[Excerpts from a pointing dataset]
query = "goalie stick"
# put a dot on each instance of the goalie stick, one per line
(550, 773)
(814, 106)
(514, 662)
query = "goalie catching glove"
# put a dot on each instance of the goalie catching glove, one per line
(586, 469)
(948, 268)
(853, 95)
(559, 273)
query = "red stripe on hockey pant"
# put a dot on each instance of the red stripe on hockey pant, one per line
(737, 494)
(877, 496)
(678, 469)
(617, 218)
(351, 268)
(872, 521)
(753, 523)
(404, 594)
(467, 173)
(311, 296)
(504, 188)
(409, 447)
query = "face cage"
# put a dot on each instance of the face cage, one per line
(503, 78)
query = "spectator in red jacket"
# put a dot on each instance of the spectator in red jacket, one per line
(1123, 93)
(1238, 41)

---

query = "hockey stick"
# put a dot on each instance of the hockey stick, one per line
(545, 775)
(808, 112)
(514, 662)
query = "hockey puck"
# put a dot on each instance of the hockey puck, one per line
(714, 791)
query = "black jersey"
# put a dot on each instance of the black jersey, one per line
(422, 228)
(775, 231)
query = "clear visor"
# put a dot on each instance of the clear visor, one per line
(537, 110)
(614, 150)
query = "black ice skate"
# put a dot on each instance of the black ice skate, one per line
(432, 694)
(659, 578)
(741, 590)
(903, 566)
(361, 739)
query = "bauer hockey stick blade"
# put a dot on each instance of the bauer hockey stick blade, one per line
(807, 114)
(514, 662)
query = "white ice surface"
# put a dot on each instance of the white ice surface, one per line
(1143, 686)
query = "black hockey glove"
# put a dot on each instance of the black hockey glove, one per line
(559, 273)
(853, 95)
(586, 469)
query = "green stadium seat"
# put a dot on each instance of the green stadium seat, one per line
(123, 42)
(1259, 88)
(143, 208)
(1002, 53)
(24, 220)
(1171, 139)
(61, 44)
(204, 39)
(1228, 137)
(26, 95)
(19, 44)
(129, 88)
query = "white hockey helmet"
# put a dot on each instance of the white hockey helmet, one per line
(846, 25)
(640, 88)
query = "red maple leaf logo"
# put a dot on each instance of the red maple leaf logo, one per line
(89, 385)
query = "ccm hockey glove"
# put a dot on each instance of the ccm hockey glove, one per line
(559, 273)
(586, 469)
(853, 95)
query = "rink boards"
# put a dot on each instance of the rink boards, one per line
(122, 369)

[Work to complete] From the items above, pull out each line that includes the string "goalie".

[Output for this exercise]
query = "goalie stick"
# put a dot on each instance of the goalie stick, one per line
query = "goalie catching glove"
# put a dot on each instance of the goalie catching glove, one per line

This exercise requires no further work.